──────── Passage shown ────────
Unlike contemporary and pop psychology, these authors recognize the reality of the human spirit, and the chapter "Healthy Spirit" addresses our need for faith. It is a simple fact that people of faith tend to have longer and happier lives. Whether you think it is simply the extra social dimension, or intervention by God, it lends weight to "statistical theology". I recall reading that in the U.S. Census of 1940 (maybe 1930), there was a "bump", an unusual number of men over age 80. Someone studied the data, and reported that the "extras" were retired Protestant evangelists who'd been active during a "Great Awakening" revival period of the late 19th Century. God takes care of those who take care of His interests. But for us more ordinary folk, churchgoing adds more good years to life than the time spent in church, making it a great investment.
The last two chapters are the most social in nature. As our abilities wane, it is important to increase our social network. Also, as long as we are able, helping others will improve our well-being, and if we are financially able, it is worthwhile to consider charities or causes to support. The Apostle Paul wrote that it is better to give than to receive. I can say from experience, it is definitely better to be in a position to give, and not need to receive. It can be embarrassing to receive! But near the very end, receiving with grace is a skill it is well to learn. We'll feel better about it if we feel the balance is strongly in our favor already.
The appendices include resources, worksheets and checklists. This is a good reference to have on hand.
──────── Dataset content ────────
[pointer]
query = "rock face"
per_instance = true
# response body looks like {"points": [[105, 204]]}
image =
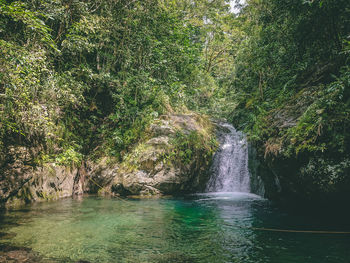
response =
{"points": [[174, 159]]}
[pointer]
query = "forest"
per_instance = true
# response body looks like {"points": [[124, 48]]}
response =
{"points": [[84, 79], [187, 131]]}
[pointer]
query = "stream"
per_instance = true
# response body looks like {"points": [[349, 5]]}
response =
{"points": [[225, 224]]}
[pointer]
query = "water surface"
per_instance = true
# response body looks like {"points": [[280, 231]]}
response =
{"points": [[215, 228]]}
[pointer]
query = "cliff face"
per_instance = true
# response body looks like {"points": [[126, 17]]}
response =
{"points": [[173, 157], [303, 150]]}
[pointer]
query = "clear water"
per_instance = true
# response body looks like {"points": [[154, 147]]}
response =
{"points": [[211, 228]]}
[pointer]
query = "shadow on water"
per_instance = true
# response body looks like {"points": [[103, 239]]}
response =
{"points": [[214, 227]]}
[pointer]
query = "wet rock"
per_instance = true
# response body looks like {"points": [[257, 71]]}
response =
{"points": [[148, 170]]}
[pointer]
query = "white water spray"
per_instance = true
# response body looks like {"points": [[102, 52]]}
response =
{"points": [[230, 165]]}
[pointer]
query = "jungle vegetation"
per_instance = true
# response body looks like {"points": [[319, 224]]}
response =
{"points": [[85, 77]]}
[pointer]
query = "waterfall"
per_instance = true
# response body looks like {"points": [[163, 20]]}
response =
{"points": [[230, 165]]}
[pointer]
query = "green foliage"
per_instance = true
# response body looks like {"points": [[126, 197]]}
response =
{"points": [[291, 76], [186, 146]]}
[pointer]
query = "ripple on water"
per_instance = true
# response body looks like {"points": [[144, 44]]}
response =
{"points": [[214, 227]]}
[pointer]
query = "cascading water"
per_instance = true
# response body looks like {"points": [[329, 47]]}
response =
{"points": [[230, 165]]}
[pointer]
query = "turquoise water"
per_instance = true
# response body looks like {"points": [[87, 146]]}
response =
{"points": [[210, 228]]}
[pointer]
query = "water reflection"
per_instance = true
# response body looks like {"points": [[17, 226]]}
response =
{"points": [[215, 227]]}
────────
_Exercise instructions:_
a) Answer these from the book review above:
(i) Which chapter addresses our need for faith?
(ii) Who did the study report the "extras" to be?
(iii) What do the appendices include?
b) Does the book review agree with each statement? Give yes or no and quote the deciding words.
(i) The last two chapters are the most social in nature.
(ii) The reviewer says receiving is never embarrassing.
(iii) The appendices include worksheets.
c) How would the book review's sentence "This is a good reference to have on hand." read in Spanish?

_Worked solutions:_
a)
(i) "Healthy Spirit"
(ii) Retired Protestant evangelists who had been active during a "Great Awakening" revival period of the late 19th Century
(iii) Resources, worksheets and checklists

b)
(i) Yes: "The last two chapters are the most social in nature."
(ii) No: "It can be embarrassing to receive!"
(iii) Yes: "The appendices include resources, worksheets and checklists."

c) Es una buena referencia para tener a mano.